DOCUMENT SECTION =
■ ■ ■ ■ ■

Did you ever wish that the Star trek transporter was a real?
You know what I am referring to, right?
Captain Kirk, Spock and some unfortunate crew member in a red shirt would stand on the transporter pad and shout at Scotty to “energize”. Scotty would twiddle some knobs and pull some sliders down to the accompaniment of some shimmering sound effects and Kirk and Company would fade out and…wow, fade back in on the planet with three headed bug eyed monsters. Red shirt crewman would quickly die.
Anyway the promise of being transported great distances in an instant has always been something I would like to see become a reality. First of all I hate to fly and it would take care of that little problem. And long tedious car rides?
Just hop in the transporter and you are already there.
Of course then you start thinking about the movie the fly. Jeff Goldblaum with fly parts sticking out of him because a fly got in the transporter with him. With my luck I would end up combining dna with a spider.
While we are on the subject how about that cool replicator on the enterprise. Captain Picard strolls over to a hole in the wall, barks out “Tea Earl grey, Hot” and the things shoves a china cup full at him.
You could order anything. “Girl, Tall, Hot”. Well maybe not.

■ ■ ■ ■ ■

LISTED ENTRIES =
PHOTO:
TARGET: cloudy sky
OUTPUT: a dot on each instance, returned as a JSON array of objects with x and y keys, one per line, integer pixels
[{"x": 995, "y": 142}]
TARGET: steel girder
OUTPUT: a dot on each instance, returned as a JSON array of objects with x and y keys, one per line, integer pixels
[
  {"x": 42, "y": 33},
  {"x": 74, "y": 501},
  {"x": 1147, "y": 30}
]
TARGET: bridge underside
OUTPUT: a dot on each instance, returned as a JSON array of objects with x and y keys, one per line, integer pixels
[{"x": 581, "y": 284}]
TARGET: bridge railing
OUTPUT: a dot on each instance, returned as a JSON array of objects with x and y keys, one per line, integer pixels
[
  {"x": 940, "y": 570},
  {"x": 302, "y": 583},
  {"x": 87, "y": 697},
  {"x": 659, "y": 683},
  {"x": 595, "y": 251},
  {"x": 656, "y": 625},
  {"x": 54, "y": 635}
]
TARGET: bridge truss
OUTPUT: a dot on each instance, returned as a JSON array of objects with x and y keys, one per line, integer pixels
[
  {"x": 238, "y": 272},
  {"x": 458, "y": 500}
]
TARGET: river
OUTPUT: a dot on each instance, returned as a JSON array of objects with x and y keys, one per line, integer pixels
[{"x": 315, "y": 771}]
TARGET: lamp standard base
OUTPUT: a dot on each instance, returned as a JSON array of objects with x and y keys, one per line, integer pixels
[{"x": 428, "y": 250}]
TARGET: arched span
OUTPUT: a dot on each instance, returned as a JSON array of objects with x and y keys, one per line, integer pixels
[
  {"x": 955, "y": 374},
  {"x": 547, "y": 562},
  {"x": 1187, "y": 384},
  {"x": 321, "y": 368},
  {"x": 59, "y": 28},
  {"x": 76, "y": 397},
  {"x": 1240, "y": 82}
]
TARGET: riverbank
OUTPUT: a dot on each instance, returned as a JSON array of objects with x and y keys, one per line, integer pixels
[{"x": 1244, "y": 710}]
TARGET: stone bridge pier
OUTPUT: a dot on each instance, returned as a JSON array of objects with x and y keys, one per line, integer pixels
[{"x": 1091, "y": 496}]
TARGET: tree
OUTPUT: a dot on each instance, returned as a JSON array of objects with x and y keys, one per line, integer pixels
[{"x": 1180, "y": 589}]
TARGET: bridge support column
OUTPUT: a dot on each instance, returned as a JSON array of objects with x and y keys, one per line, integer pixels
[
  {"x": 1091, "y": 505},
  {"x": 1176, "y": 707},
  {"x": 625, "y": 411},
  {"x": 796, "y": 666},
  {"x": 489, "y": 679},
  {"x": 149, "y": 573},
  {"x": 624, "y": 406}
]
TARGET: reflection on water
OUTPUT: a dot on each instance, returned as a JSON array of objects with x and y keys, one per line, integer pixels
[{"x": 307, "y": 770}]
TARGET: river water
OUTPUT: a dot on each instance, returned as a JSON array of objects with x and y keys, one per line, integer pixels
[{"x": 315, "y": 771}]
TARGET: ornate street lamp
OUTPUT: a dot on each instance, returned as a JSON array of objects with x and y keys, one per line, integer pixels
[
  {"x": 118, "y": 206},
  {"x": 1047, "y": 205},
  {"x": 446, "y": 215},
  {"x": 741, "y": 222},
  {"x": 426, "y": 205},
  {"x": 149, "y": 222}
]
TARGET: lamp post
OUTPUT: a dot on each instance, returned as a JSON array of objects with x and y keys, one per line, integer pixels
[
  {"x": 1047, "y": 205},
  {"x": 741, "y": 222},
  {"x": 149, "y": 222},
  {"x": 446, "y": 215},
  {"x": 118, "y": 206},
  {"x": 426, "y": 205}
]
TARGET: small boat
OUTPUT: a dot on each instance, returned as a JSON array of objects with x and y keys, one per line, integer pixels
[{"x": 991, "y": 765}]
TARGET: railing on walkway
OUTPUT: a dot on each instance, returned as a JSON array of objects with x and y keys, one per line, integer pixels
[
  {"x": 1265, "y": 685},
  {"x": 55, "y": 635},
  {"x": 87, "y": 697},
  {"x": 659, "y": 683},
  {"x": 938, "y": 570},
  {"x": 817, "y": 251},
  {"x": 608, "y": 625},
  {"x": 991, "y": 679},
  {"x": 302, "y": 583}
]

■ ■ ■ ■ ■

REQUIRED ACTIONS =
[a] Retell the paragraph of the Star Trek post that begins "Captain Kirk, Spock and some unfortunate crew member" in fewer words, keeping its main events.
[b] Name every Star Trek character that the Star Trek post mentions by name.
[c] Copy the Star Trek post word for word between "Captain Kirk, Spock" and "tedious car rides?", inclusive.

ACTIVITY ANSWERS =
[a] Kirk, Spock and a red-shirted crew member stand on the transporter pad and tell Scotty to "energize." Scotty works the knobs and sliders to shimmering sound effects, and the group fades out and then back in on a planet with three-headed, bug-eyed monsters. The red-shirted crewman soon dies.

[b] Captain Kirk, Spock, Scotty, Captain Picard

[c]
Captain Kirk, Spock and some unfortunate crew member in a red shirt would stand on the transporter pad and shout at Scotty to “energize”. Scotty would twiddle some knobs and pull some sliders down to the accompaniment of some shimmering sound effects and Kirk and Company would fade out and…wow, fade back in on the planet with three headed bug eyed monsters. Red shirt crewman would quickly die.
Anyway the promise of being transported great distances in an instant has always been something I would like to see become a reality. First of all I hate to fly and it would take care of that little problem. And long tedious car rides?